#### ИСХОДНЫЙ ФРАГМЕНТ
Абен Сатыбалдиев посвятил жене изумительное по силе проникновенности стихотворение «Гулiм» — «Цветочек мой».
Кунiм, гулiм, еркетайым – шырагым.
Неге мyнша тым езiлiп жыладын?
Алiн курып, коз жасына туншыгып,
Алдыма кеп кушак жая куладын.
Ради нее он пожертвовал многим в своей карьере, но ни разу не упрекнул Гульнар тем, что она «дочь врага народа».
А ведь ей приходилось сталкиваться и с другим отношением к себе. Гульнар-апай пишет, например, в своих воспоминаниях, как она однажды на улице бросилась навстречу одному очень известному человеку, до ареста отца часто бывавшему в их доме. Он, холодно отстранившись, попросил ее больше никогда не подходить к нему. Был случай, когда один из находившихся на лечении в совминовской больнице «крупных» ученых, узнав, что Гульнар Дулатова работает здесь консультантом, тут же настрочил донос: кто позволил дочери «врага народа» лечить «цвет нации»? Много раз замечательного доктора, отличника здравоохранения Казахской ССР, спасшей не одну жизнь, выдвигали в депутаты горсовета. Но она вежливо, но твердо отказывалась, говоря, что хуже будет от этого всем — и ей, и тем, кто за нее хлопочет.

#### РАБОЧЕЕ ЗАДАНИЕ A
Выпишите из исходного фрагмента все слова и словосочетания, заключенные в кавычки-«ёлочки».
#### РАБОЧЕЕ ЗАДАНИЕ B
Продублируйте без изменений часть исходного фрагмента начиная со слов «А ведь ей приходилось» и заканчивая словами «за нее хлопочет.».
Отвечайте, опираясь только на исходный фрагмент.

#### ВЫДЕРЖКИ ИЗ ДАННЫХ
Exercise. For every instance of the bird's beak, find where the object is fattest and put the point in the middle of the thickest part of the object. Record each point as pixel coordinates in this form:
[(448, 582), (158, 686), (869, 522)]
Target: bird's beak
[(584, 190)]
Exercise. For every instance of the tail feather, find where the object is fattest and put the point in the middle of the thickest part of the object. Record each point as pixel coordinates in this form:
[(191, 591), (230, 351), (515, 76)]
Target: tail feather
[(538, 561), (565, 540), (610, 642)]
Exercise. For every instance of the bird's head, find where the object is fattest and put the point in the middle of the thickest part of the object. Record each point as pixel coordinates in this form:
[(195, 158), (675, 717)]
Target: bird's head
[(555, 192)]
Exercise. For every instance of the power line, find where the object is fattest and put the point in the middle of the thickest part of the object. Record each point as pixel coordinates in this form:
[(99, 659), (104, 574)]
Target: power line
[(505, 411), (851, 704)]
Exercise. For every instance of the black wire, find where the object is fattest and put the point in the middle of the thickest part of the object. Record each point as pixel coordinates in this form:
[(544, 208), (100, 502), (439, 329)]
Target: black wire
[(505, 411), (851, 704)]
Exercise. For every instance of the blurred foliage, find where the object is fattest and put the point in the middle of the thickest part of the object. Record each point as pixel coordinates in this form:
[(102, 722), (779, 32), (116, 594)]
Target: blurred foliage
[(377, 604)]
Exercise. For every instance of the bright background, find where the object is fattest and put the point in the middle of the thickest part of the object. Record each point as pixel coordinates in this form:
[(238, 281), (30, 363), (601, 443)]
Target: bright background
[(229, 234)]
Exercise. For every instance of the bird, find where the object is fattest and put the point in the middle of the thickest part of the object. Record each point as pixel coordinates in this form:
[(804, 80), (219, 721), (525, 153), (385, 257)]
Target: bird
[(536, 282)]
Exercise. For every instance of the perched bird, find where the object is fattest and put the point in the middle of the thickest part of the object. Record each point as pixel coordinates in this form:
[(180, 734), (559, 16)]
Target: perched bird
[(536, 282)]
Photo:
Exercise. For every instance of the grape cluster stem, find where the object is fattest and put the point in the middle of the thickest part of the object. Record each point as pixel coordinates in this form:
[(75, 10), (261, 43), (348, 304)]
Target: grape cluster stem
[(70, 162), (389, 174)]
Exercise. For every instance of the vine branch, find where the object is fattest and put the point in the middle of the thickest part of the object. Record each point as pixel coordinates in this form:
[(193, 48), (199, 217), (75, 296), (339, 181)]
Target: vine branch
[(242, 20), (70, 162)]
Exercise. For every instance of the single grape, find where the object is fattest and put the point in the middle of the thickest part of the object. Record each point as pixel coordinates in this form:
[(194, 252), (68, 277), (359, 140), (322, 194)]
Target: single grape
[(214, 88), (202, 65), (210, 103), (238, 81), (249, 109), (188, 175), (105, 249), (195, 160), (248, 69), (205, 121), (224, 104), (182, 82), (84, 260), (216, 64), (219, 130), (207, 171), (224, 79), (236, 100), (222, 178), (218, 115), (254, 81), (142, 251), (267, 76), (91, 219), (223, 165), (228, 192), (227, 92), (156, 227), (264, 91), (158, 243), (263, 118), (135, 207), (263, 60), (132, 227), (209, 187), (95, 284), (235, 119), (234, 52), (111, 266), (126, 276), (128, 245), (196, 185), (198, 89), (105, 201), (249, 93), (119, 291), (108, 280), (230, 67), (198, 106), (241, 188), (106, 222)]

...

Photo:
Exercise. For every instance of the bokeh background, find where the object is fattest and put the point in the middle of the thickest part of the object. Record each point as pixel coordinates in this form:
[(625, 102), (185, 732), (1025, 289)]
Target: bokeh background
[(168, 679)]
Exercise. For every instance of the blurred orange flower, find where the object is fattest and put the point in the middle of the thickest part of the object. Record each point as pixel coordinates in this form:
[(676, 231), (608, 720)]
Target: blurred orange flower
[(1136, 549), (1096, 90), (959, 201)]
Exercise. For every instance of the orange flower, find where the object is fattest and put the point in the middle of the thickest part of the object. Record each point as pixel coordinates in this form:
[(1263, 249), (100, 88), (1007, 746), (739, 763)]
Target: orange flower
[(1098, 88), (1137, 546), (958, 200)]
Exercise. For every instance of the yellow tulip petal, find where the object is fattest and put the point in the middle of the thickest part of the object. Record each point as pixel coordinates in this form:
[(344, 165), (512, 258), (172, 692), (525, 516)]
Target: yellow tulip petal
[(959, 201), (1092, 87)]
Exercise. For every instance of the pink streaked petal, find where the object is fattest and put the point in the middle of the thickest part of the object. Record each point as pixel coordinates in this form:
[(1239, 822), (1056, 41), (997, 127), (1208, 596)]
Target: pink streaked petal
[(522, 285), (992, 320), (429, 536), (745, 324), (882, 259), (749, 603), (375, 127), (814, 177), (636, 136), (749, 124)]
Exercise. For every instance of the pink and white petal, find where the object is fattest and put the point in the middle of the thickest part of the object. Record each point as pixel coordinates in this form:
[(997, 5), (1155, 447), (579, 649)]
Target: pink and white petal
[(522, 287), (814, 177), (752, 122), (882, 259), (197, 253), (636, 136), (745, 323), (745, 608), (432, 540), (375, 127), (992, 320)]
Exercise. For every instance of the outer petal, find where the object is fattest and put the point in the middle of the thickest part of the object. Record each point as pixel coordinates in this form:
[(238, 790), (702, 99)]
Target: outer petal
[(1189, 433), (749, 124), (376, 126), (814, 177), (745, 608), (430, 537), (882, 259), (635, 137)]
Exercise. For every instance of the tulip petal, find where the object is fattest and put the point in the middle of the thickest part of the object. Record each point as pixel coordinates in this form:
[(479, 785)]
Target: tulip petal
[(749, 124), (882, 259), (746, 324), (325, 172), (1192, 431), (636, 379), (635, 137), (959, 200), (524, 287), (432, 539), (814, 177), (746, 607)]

==

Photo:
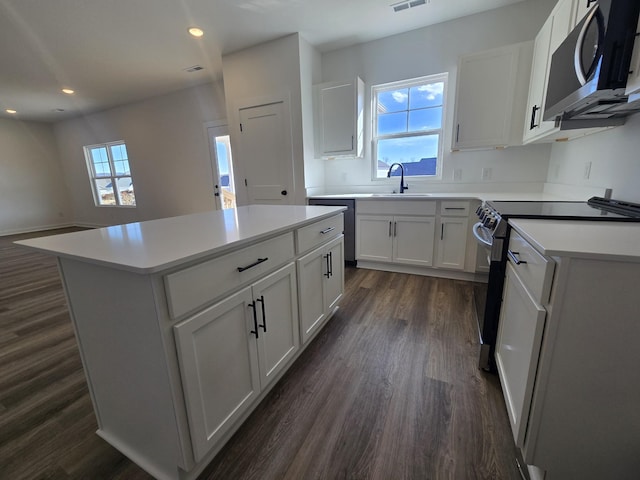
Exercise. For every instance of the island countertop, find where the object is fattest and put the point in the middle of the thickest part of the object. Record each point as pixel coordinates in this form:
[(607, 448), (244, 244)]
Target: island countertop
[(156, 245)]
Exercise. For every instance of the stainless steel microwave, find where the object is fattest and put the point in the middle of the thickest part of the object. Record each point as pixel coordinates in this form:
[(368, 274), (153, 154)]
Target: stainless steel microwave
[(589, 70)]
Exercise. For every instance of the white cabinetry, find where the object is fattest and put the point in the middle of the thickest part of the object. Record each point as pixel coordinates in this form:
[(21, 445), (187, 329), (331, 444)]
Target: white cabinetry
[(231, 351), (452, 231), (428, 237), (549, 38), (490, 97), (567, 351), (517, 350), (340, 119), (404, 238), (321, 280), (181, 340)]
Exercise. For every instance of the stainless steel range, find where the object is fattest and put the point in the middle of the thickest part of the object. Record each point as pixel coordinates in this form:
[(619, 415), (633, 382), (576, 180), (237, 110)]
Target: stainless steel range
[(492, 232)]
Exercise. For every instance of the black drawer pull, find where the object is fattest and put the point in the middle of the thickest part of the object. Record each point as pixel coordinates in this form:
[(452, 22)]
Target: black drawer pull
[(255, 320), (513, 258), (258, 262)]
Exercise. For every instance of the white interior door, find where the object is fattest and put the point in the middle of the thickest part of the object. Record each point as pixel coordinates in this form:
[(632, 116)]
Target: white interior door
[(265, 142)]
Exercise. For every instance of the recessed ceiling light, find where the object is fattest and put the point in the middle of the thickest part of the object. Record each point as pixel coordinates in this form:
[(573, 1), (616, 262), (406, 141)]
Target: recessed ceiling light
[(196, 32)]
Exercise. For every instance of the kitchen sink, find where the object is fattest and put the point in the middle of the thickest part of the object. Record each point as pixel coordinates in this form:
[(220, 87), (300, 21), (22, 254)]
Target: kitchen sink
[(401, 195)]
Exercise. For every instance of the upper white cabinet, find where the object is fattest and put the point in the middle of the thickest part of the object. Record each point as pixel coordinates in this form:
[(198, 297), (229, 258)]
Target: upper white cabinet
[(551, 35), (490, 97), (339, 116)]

#### ПОЛЕ ОТВЕТА A
«Гулiм», «Цветочек мой», «дочь врага народа», «крупных», «врага народа», «цвет нации»

#### ПОЛЕ ОТВЕТА B
А ведь ей приходилось сталкиваться и с другим отношением к себе. Гульнар-апай пишет, например, в своих воспоминаниях, как она однажды на улице бросилась навстречу одному очень известному человеку, до ареста отца часто бывавшему в их доме. Он, холодно отстранившись, попросил ее больше никогда не подходить к нему. Был случай, когда один из находившихся на лечении в совминовской больнице «крупных» ученых, узнав, что Гульнар Дулатова работает здесь консультантом, тут же настрочил донос: кто позволил дочери «врага народа» лечить «цвет нации»? Много раз замечательного доктора, отличника здравоохранения Казахской ССР, спасшей не одну жизнь, выдвигали в депутаты горсовета. Но она вежливо, но твердо отказывалась, говоря, что хуже будет от этого всем — и ей, и тем, кто за нее хлопочет.